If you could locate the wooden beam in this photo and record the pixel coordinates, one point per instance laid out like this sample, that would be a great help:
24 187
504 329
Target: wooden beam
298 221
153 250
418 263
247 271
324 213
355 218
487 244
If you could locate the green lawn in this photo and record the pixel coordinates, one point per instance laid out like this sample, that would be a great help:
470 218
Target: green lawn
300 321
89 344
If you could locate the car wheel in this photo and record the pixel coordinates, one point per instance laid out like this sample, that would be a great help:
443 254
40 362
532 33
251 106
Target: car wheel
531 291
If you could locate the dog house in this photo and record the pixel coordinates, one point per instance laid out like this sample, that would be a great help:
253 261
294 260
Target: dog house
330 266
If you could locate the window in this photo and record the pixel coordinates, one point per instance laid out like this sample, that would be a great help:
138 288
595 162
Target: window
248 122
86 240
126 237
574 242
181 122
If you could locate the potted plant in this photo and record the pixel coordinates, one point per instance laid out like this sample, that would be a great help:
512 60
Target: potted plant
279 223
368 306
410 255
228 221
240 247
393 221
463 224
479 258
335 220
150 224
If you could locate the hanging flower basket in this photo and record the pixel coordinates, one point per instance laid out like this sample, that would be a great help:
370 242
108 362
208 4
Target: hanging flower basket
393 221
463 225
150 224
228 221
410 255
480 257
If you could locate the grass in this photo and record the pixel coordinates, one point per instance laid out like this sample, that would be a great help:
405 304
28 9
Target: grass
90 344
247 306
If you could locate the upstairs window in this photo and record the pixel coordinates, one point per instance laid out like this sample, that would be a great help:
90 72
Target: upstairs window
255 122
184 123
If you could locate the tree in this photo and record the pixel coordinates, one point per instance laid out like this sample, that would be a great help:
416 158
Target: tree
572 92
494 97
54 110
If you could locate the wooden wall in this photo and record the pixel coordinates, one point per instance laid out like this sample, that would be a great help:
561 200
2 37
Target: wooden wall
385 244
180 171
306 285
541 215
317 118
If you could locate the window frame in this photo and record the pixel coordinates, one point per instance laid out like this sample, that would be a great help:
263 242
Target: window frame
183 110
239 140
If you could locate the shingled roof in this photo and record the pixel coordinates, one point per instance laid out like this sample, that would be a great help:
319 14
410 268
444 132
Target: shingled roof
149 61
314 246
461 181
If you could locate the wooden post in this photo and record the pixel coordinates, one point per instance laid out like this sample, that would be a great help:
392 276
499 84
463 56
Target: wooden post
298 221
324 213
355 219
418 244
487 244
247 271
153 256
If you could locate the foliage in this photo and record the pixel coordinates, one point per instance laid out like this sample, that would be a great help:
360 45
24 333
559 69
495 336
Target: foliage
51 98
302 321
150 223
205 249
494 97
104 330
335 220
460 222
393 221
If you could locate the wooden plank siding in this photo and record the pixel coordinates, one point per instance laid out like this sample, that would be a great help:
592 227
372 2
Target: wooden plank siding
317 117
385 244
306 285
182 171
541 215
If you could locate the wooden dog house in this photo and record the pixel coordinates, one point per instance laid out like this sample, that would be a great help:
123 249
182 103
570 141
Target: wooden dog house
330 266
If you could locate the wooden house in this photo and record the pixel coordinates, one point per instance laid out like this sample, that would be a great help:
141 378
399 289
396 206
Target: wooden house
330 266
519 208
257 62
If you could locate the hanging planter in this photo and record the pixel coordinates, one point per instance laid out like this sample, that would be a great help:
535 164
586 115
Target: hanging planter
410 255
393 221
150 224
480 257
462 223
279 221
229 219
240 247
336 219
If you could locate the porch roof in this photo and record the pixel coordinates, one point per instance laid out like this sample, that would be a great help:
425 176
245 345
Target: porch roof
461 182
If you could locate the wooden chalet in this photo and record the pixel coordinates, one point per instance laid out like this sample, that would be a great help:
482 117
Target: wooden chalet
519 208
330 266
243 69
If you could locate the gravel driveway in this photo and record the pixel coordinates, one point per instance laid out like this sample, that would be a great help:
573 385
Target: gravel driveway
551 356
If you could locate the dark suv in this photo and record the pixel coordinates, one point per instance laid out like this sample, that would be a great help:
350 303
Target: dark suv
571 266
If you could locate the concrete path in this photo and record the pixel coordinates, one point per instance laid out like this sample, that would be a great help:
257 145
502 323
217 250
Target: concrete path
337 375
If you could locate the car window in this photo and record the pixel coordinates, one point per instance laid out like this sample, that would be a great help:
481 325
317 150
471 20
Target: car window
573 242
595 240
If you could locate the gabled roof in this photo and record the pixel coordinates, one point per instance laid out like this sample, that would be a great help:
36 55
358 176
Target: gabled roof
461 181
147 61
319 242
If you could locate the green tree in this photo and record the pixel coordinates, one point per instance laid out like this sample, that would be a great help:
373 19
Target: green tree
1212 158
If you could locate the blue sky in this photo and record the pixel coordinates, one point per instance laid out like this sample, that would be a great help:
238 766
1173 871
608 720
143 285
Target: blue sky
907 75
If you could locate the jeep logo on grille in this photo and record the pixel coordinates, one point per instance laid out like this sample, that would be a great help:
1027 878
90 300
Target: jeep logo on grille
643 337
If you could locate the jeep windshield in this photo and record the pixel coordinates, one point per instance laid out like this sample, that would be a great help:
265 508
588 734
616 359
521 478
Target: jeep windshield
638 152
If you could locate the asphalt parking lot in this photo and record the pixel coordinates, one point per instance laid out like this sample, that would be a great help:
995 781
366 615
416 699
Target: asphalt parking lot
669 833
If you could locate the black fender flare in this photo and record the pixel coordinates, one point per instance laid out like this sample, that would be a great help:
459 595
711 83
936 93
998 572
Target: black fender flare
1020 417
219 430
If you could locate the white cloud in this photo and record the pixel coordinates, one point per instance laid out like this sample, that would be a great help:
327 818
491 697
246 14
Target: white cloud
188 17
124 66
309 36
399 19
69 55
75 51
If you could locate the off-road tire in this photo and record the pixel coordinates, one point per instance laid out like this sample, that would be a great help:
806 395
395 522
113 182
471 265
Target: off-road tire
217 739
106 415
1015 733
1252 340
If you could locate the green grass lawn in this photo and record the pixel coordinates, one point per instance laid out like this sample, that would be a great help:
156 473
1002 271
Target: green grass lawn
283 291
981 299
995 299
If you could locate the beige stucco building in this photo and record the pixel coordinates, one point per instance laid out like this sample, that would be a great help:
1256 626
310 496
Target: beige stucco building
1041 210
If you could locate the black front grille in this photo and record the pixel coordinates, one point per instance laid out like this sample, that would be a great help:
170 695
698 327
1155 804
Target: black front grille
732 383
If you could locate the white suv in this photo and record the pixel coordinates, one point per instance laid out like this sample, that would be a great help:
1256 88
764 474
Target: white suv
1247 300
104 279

Work to be completed
What you return must match the listing exactly, line for line.

Result for this task
If you could locate the wooden beam in this photo and record the pixel coordinates, one point per instance laid out like this sample, that would be a great help:
24 187
504 329
Target: wooden beam
298 221
153 250
418 263
247 271
324 213
355 218
487 244
If you could locate the green lawn in this photo and record the pixel coordinates, one point per instance laid out like this sample, that would be a great help:
470 218
Target: green lawn
300 321
89 344
If you could locate the car wheel in this photo and record the pixel coordinates, one point per instance laid out like this sample, that would be a great help:
443 254
40 362
532 33
251 106
Target: car wheel
531 291
If you could locate the dog house in this photo and record the pixel coordinates, one point per instance laid out like this sample, that would be a great help:
253 261
294 260
Target: dog house
330 266
If you could locate the window in this photo and record the pixel coordinates, one point per instance laid out like this sample, that would be a great help:
138 288
595 162
Target: window
248 122
86 240
126 237
574 242
181 122
If you could locate the potted plant in this photo and record the pixel coordinates, one point per instance laid out like this sample, that would be a great help:
512 60
Target: potted plant
279 223
368 306
410 255
228 221
240 247
393 221
463 224
479 258
335 220
150 224
If you could locate the hanging flower basket in this photo and record the pixel coordinates, one point per instance laid out like this sample, that would be a great help:
370 242
108 362
208 4
Target: hanging flower basket
393 221
463 225
150 224
228 221
410 255
480 257
If you could locate the grass in this photo and record the pixel coordinates, one point per instance laid out like this sample, that would be a great help:
405 304
28 9
Target: grass
90 344
247 306
If you could locate the upstairs window in this photo and record the pixel coordinates, one point per instance laid out like this sample, that would be a great help:
90 72
Target: upstairs window
255 122
184 123
If you could locate the tree in this photo and record the pixel coordinates, one point per instance laid out like this sample, that would be a great help:
416 158
Target: tree
572 92
494 97
54 110
If you could locate the wooden wall in this photo and record the pixel coordinates, one point per instance laid out like this sample, that would be a great help:
561 200
2 37
Target: wooden wall
385 244
180 171
306 285
541 215
317 118
If you could locate the window frame in this photo and record the pixel coordinates, one point per instance laid out like this sample, that would be a great help:
263 242
Target: window frame
183 110
239 140
If you could locate the shingled roof in this photo and record the pixel coordinates, one point per instance laid out like this sample, that would be a great help:
319 14
410 268
444 132
Target: shingled roof
149 61
314 246
461 181
If you could locate the wooden post in this photo and record the pixel coordinates, one point per instance laid out like this sample, that would be a great help:
392 276
499 84
463 56
Target: wooden post
298 221
324 213
355 219
418 244
487 244
247 271
153 256
If you could locate the foliage in this photo and record the pixel coordinates, one point per instance laid out like this sample, that would be a great help:
360 45
24 333
559 69
495 336
Target: foliage
51 98
302 321
150 223
205 249
494 97
104 330
335 220
460 222
393 221
If you could locate the wooden plank siding in this photo and record the pixel coordinates, one point per instance laid out like this sample, that would be a great help:
592 227
372 2
Target: wooden plank siding
317 117
385 244
306 285
182 171
541 215
If you could locate the wooden dog house in this photo and record the pixel coordinates, one point per instance laid out like this sample, that would be a great help:
123 249
182 103
570 141
Target: wooden dog house
330 266
If you could locate the wooden house in this photo and record the pixel coordinates, one point per instance laid out like this sample, that would be a great help:
141 378
399 289
396 206
Target: wooden house
330 266
519 208
257 62
If you could locate the hanging planter in this photo and record the pixel coordinates, one point per instance laid out like this sample, that would be a great help:
535 164
586 115
Target: hanging planter
410 255
393 221
150 224
480 257
462 223
279 221
229 219
240 247
336 219
If you could locate the porch roof in this photo and record the pixel coordinates, one point per instance laid out like this sample, that would be a great help:
425 176
245 345
Target: porch roof
461 182
If you could locate the wooden chalet in this photo and record the pixel coordinates, one point per instance laid out like this sample, that would be a great help:
482 117
Target: wooden chalet
519 208
330 266
243 69
If you could locate the gravel driveway in this photo and record the pixel coordinates, one point per instance laid out like this sample, that would be a great help:
573 385
Target: gravel driveway
551 356
If you could locate the dark suv in this photo and record the pixel coordinates, one point per instance laid out like this sample, that would be a great help:
350 303
Target: dark suv
571 266
If you could locate the concrete path in this photo and record the pixel coordinates, one point per instance laid out like this sample, that would be a great help:
257 145
502 323
217 250
Target: concrete path
337 375
If you could locate the car window in this photo and record the pixel coordinates, one point per instance laid out like this sample, that would be a great help:
481 325
317 150
471 20
Target: car window
573 242
595 240
If you could locate the gabled roof in this photo and record the pixel coordinates, one point per instance laid out like this sample, that would be a great help:
36 55
358 176
Target: gabled roof
461 181
147 61
319 242
If you could locate the green tree in this photo and record the pixel coordinates, one point per instance laid out like this sample, that would be a great help:
373 19
Target: green tree
1212 158
If you could locate the blue sky in this photo and record the pixel coordinates, one point per instance laid out like this sample, that would be a great help:
238 766
1173 871
608 720
143 285
Target: blue sky
907 75
If you could locate the jeep logo on grille in this photo and record the pixel coordinates, one point per instance laid out like this sample, that would be a great help:
1027 878
90 300
Target: jeep logo on grille
643 337
If you could locate the jeep windshield in this photo and record the pixel coordinates, one point per instance laid out like this sample, that would be a great help:
265 508
588 734
616 359
521 478
Target: jeep windshield
638 152
If you could locate the asphalt parking lot in this photo and record the pixel coordinates, one point per instance laid out like this sample, that would be a great help:
995 781
366 615
416 699
Target: asphalt parking lot
669 833
If you could locate the black fender flare in this photo and record the pixel coordinates, one point per instance laid out like this sample, that would be a great help:
459 595
711 83
936 93
998 572
Target: black fender flare
1020 417
219 430
If you could locate the white cloud in this photo and record the pixel coordinates, one point per instance laid out like this sample, that would be a great help:
327 818
491 697
246 14
Target: white cloud
188 17
124 66
309 36
399 19
69 55
75 51
If you could locate the off-road tire in this photo and record the pixel coordinates, one point per instance laid out like this sample, that would be a great help:
806 395
395 522
113 182
471 265
Target: off-road tire
217 739
106 415
1015 733
1252 340
If you could locate the green grass lawn in this photo and record the pixel coordinates, one point per instance laid out like this sample, that would be a great help:
156 473
1002 271
Target: green grass lawn
283 291
981 299
995 299
If you could locate the beige stucco building in this photo and record the pixel coordinates, one point per instance laid out like this sample, that would be a great help:
1256 626
310 496
Target: beige stucco building
1041 210
If you could locate the black front grille in this photo and record the pixel coordinates, one point per instance laid out like this sample, that would be a great help:
170 695
698 327
1155 804
Target: black front grille
732 383
If you could locate the white suv in this photo and record the pixel coordinates, one point per instance laid out like this sample, that would be a great help:
1256 88
764 474
Target: white suv
1247 300
104 279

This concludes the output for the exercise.